_Instruction_: Copy out the listing below, replacing each occurrence of "tall tree trunk" with "pine trunk" and keeping everything else the same.

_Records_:
[START]

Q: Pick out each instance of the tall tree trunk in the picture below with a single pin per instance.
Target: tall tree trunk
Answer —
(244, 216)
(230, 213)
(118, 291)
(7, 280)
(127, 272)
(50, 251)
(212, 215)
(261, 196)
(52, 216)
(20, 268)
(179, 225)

[END]

_Response to this task_:
Q: Pick out each instance of the pine trunk in the picture below with a single pin per instance.
Target: pine trunk
Answer —
(244, 216)
(230, 213)
(118, 291)
(7, 280)
(127, 272)
(50, 251)
(212, 215)
(261, 196)
(52, 216)
(20, 268)
(179, 225)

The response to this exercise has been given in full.